Start of Selected text
It’s administrative season for all MLB clubs in the wake of the end of the World Series, and news broke that Antone had elected free agency alongside some 19 other Cincinnati farmhands. That’s pretty commonplace this time of year – the Antone news is on Page 7 of the 11/6 transaction list because so many other clubs face this same issue – but it’s particularly nostalgic to see Antone potentially head for other pastures. The likes of Buck Farmer, Alex Young, Edwin Rios, and Eric Yang were among the other notable names to hit free agency from the Cincinnati farm in these moves.

There’s always the chance the Reds and Antone find their way to a reunion, but that’s something that’s going to have to happen amid a sea of new options for Captain Hook for the first time. So, if this is the last we see of Tejay with the Reds, it’s a particularly inconspicuous route given how high he was flying for them just a few years ago.

We here at Red Reporter wish him the absolute best wherever he lands, and I sure do hope he gets one more run back with the Reds organization somehow.
End of Selected text
To do »
1) In the piece on Tejay Antone electing free agency, on what page of the 11/6 transaction list does the Antone news appear?
2) Pick up the piece on Tejay Antone electing free agency after its last sentence and keep writing.
Start of Dataset records
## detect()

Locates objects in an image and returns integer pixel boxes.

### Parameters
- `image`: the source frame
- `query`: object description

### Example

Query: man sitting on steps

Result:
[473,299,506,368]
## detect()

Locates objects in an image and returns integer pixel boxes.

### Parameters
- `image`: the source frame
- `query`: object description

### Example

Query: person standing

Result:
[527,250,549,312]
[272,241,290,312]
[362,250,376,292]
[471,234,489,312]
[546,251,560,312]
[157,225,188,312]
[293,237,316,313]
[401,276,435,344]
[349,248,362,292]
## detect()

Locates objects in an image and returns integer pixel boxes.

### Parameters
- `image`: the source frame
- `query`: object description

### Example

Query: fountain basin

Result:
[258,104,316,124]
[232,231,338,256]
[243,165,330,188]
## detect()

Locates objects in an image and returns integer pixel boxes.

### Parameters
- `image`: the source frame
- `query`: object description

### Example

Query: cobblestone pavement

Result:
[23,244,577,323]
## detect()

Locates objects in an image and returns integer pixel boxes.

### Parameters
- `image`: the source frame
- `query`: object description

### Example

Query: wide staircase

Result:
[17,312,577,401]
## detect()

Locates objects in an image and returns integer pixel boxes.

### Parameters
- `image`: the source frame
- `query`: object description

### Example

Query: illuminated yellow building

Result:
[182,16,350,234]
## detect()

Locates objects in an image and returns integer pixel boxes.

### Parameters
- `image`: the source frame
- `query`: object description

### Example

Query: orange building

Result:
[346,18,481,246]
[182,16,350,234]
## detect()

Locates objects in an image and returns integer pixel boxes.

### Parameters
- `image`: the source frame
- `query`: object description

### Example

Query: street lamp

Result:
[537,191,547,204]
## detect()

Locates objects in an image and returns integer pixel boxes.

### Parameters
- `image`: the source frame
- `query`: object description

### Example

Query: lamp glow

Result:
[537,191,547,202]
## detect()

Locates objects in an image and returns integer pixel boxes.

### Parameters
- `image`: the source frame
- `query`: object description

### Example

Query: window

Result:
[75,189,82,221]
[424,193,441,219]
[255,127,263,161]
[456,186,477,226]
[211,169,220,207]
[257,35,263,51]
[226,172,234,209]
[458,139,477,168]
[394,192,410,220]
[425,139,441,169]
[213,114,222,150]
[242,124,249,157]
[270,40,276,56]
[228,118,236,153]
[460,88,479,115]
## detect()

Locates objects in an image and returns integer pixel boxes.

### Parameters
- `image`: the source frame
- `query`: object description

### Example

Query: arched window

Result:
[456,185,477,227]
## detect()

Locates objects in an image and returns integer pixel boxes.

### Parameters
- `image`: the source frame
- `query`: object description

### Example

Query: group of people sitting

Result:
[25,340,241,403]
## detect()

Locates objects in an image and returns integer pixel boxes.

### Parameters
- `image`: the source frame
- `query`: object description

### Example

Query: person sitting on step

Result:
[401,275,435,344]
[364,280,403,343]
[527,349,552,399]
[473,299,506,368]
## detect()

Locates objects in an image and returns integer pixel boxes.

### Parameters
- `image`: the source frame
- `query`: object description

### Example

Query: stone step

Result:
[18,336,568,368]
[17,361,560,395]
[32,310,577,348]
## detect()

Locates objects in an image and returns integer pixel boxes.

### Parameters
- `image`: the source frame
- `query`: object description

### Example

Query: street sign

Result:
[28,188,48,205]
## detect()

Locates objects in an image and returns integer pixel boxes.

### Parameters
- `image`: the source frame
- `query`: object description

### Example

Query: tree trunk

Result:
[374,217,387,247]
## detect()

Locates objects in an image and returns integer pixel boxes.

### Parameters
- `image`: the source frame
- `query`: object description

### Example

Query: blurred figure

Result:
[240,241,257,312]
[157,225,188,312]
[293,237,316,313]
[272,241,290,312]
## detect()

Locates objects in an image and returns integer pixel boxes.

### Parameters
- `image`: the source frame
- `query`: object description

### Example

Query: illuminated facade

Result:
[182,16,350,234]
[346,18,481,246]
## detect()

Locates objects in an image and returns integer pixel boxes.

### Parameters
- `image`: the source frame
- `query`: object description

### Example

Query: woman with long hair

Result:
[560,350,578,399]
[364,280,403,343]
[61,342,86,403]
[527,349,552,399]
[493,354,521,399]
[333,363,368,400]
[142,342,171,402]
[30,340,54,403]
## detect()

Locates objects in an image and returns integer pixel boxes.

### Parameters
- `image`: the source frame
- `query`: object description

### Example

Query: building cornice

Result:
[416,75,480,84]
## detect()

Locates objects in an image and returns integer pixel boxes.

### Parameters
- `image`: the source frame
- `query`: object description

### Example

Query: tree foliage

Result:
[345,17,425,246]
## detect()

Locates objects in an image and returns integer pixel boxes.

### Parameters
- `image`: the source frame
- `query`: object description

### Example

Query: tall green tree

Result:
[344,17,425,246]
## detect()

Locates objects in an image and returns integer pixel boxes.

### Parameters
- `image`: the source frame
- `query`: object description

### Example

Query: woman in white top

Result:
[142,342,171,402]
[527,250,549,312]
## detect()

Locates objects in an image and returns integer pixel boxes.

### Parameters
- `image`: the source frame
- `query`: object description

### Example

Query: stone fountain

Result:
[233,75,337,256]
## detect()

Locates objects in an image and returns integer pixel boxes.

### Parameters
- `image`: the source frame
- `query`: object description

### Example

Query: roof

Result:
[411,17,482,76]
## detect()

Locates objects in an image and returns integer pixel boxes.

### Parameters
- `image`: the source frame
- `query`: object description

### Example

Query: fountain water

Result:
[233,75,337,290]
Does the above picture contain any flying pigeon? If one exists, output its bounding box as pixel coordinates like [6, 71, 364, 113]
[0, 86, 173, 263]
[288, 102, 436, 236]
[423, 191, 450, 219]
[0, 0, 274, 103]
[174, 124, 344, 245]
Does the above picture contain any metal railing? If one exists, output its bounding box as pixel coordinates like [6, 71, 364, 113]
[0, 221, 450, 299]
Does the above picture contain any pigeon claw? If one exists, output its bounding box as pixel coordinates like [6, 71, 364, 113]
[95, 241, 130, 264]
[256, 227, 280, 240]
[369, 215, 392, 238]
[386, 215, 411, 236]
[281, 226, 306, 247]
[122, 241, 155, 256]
End of Dataset records
Answers below »
1) Page 7.

2)
In other news, the Reds announced eight new nominees for election into their club Hall of Fame, and it’s a list that will make the elders of Red Reporter feel old as all hell. Brandon Phillips headlines the bunch and I see almost no way he’s not one of the two guys who gets elected this year, but the likes of Aaron Harang, Scott Rolen, Homer Bailey, Zack Cozart, Coco Cordero, Mike Leake, and Edinson V0lquez all join him in the mix as a who’s who of the early days of this particular weblog.

MIKE LEAKE!

Scott Rolen’s Reds!

Aron Harnann!

Old Hoss!

Edinson “Rookie of the Year” Volquez!


Speaking of which, I’ve often wondered of late if Rhett Lowder really is a Mike Leake type. If only they’d let him hit for us to truly find out.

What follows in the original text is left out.